■ Stated exercise ■
Rewrite the lines below as a two-column CSV with the header "request,points". Give one row for each request: its text and its answer, each in its own quoted field with line breaks turned into spaces. Cover every line and leave the pictures out.

[START Entries]

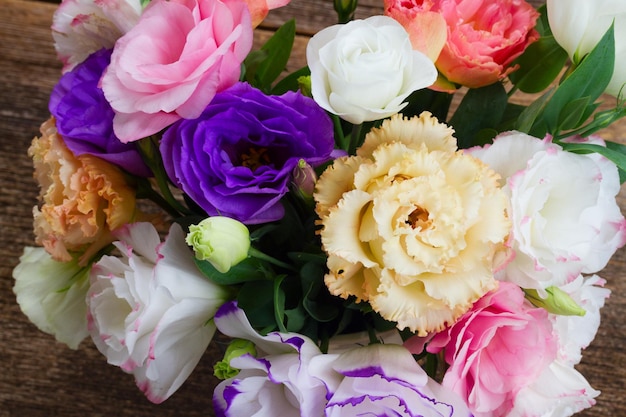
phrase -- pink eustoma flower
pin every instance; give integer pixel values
(495, 350)
(174, 61)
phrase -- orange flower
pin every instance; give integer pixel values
(84, 198)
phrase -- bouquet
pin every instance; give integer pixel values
(365, 244)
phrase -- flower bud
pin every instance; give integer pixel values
(222, 241)
(345, 10)
(557, 302)
(238, 347)
(303, 179)
(304, 84)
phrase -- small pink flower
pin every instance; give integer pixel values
(174, 61)
(495, 350)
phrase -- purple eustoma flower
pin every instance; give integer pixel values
(237, 158)
(84, 118)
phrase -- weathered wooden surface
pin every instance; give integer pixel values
(40, 377)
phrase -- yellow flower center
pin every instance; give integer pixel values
(418, 218)
(255, 158)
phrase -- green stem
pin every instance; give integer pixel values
(340, 138)
(354, 138)
(264, 257)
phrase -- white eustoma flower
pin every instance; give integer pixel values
(52, 295)
(81, 27)
(277, 382)
(560, 391)
(577, 332)
(365, 69)
(558, 231)
(578, 25)
(382, 380)
(150, 309)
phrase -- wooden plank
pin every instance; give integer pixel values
(43, 378)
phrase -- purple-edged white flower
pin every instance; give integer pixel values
(558, 231)
(382, 380)
(149, 310)
(275, 383)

[END Entries]

■ Output for this task ■
request,points
"phrase -- pink eustoma flower pin every instance; give integer pixel values","(495, 350) (174, 61)"
"phrase -- orange flower pin every instance; give integer pixel values","(84, 198)"
"phrase -- bouquet pin every instance; give integer pixel values","(365, 244)"
"phrase -- flower bud pin every instance; give integer pixel values","(222, 241) (345, 10) (557, 302) (238, 347) (303, 179) (304, 84)"
"phrase -- small pink flower pin every instance; give integer pixel values","(174, 61) (495, 350)"
"phrase -- purple eustoma flower pin every instance; give integer pixel values","(237, 158) (84, 118)"
"phrase -- weathered wooden surface pin every instance; give integer pixel values","(40, 377)"
"phrase -- yellow flower center pin every instance; give integer pixel values","(418, 218) (255, 158)"
"phrase -- green stem pin every instance; give integer pixel values","(340, 138) (354, 138) (264, 257)"
"phrase -- white eustoma flower pin every instance; give integer pixel values","(52, 295) (81, 27) (277, 382) (560, 391) (577, 332) (365, 69) (558, 231) (578, 25) (382, 380) (150, 309)"
"phrase -- wooden plank pin every instance; give integer pixel values","(43, 378)"
"phrase -- purple-edged white flower pin every instance; give integer pixel values","(558, 231) (382, 380) (149, 310) (275, 383)"